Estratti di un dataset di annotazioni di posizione
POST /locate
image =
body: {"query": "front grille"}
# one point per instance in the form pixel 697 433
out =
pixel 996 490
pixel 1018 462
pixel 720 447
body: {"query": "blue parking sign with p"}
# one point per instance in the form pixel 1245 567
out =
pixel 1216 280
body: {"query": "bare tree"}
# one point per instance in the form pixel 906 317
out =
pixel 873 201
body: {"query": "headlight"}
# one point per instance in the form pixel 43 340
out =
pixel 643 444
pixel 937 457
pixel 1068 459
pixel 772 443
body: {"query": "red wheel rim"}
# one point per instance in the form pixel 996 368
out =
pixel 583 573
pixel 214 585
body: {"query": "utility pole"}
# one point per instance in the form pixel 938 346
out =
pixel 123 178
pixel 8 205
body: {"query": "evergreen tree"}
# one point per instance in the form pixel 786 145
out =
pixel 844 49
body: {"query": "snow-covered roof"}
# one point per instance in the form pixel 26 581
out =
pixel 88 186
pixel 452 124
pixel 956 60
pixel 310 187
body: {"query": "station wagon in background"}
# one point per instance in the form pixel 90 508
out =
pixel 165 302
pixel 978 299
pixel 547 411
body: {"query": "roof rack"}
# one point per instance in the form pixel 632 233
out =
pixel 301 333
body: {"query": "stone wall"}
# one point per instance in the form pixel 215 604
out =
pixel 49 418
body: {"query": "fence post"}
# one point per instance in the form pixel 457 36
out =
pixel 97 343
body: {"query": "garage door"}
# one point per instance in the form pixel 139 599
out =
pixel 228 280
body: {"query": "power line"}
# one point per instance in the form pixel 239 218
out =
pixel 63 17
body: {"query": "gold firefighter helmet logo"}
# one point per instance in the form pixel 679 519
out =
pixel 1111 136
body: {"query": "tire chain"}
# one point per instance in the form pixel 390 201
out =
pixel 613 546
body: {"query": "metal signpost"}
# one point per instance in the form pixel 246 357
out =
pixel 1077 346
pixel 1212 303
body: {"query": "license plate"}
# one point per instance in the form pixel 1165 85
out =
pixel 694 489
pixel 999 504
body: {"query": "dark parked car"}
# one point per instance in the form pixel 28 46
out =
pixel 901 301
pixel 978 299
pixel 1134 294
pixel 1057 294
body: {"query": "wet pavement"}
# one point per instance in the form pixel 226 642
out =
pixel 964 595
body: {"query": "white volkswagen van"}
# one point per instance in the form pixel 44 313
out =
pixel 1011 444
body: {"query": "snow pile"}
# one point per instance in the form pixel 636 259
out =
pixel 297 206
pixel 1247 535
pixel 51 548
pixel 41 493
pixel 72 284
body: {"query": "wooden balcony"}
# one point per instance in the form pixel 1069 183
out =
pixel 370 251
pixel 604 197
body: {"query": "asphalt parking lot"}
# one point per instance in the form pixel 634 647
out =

§ Obiettivo: Stampa di nuovo tutte le righe dei record, identiche, senza cambiare niente.

§ Risposta:
POST /locate
image =
body: {"query": "front grille"}
# one point per instance in the form pixel 697 433
out =
pixel 996 490
pixel 1018 462
pixel 720 447
body: {"query": "blue parking sign with p"}
# one point per instance in the form pixel 1245 567
out =
pixel 1216 280
body: {"query": "bare tree"}
# one point per instance in the form pixel 906 317
out =
pixel 873 201
body: {"query": "headlight"}
# one point per instance in the form pixel 43 340
out =
pixel 643 444
pixel 937 457
pixel 1068 459
pixel 772 443
body: {"query": "red wheel rim"}
# one point per instance in the form pixel 996 368
out =
pixel 583 573
pixel 214 585
body: {"query": "utility pole"}
# one point per instance in the form pixel 938 346
out =
pixel 123 178
pixel 8 205
body: {"query": "evergreen tree"}
# one point per instance in the form pixel 786 145
out =
pixel 844 49
body: {"query": "snow-covered roof"}
# one point per instance in the form pixel 26 581
out =
pixel 88 186
pixel 452 124
pixel 956 60
pixel 310 187
body: {"query": "station wagon in background"}
# one point per instance in the form pixel 90 508
out =
pixel 165 302
pixel 978 299
pixel 547 411
body: {"query": "roof rack"}
# one point per instance in the form pixel 632 233
out =
pixel 301 333
body: {"query": "stone wall"}
# one point per instance in the form pixel 215 604
out =
pixel 49 418
body: {"query": "fence post"}
# one point per instance in the form pixel 457 36
out =
pixel 97 343
body: {"query": "garage door"}
# one point per instance in the form pixel 139 599
out =
pixel 228 280
body: {"query": "power line"}
# one point per instance in the form pixel 239 218
out =
pixel 63 17
body: {"query": "gold firefighter helmet logo"}
# one point per instance in the form pixel 679 519
out =
pixel 1111 136
body: {"query": "tire chain"}
# one point per instance in the form pixel 390 201
out =
pixel 613 546
body: {"query": "metal signpost"}
# one point per instance in the form pixel 246 357
out =
pixel 1077 346
pixel 1212 303
body: {"query": "license plate"}
# one point per instance in the form pixel 1165 85
out =
pixel 694 489
pixel 999 504
body: {"query": "dark parked car"}
# one point per instance in the form pixel 28 46
out =
pixel 901 301
pixel 978 299
pixel 1134 294
pixel 1057 294
body: {"query": "wet pavement"}
# one point per instance in the form pixel 226 642
out =
pixel 964 595
body: {"query": "white volkswagen van"}
# one point per instance in the form pixel 44 313
out =
pixel 1011 444
body: {"query": "snow pile"}
# one point per instance in the form pixel 636 259
out =
pixel 297 206
pixel 1247 535
pixel 51 548
pixel 41 493
pixel 72 284
body: {"query": "wooden balcony"}
# one point per instance in the form pixel 1069 183
out =
pixel 370 251
pixel 604 197
body: {"query": "asphalt parking lot"}
# one point per instance in the form pixel 634 647
out =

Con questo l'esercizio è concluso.